=== DATA RECORDS ===

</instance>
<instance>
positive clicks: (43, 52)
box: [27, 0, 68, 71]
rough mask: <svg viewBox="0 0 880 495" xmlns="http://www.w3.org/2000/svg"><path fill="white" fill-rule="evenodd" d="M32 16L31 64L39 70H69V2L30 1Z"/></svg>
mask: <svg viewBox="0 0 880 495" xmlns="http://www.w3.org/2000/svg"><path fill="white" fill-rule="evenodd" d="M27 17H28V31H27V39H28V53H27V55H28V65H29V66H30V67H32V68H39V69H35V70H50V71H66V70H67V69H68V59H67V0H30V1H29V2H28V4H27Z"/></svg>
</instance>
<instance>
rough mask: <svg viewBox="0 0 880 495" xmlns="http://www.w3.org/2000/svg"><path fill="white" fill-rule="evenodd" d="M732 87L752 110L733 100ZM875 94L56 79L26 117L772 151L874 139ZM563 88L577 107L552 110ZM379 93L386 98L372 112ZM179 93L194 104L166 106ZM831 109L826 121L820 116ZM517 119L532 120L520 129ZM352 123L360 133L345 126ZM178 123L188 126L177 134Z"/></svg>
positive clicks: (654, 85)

=== TASK TO COMPLETE ===
Recast every row above as a numbered list, omitting any blank lines.

=== TASK SOLUTION ===
1. </instance>
2. <instance>
3. positive clicks: (43, 52)
4. box: [27, 0, 68, 71]
5. rough mask: <svg viewBox="0 0 880 495" xmlns="http://www.w3.org/2000/svg"><path fill="white" fill-rule="evenodd" d="M32 16L31 64L39 70H69V2L30 1Z"/></svg>
6. mask: <svg viewBox="0 0 880 495" xmlns="http://www.w3.org/2000/svg"><path fill="white" fill-rule="evenodd" d="M27 17H28V31H27V39H28V53H27V55H28V65H29V66H30V67H32V68H39V69H35V70H50V71H66V70H67V69H68V59H67V0H30V1H29V2H28V4H27Z"/></svg>
7. </instance>
8. <instance>
9. rough mask: <svg viewBox="0 0 880 495" xmlns="http://www.w3.org/2000/svg"><path fill="white" fill-rule="evenodd" d="M732 87L752 110L733 100ZM875 94L56 79L26 117L772 151L874 139ZM563 88L577 107L552 110ZM379 93L386 98L372 112ZM179 93L194 104L166 106ZM831 109L826 121L820 116ZM517 119L532 120L520 129ZM352 123L360 133L345 126ZM178 123L188 126L177 134Z"/></svg>
10. positive clicks: (654, 85)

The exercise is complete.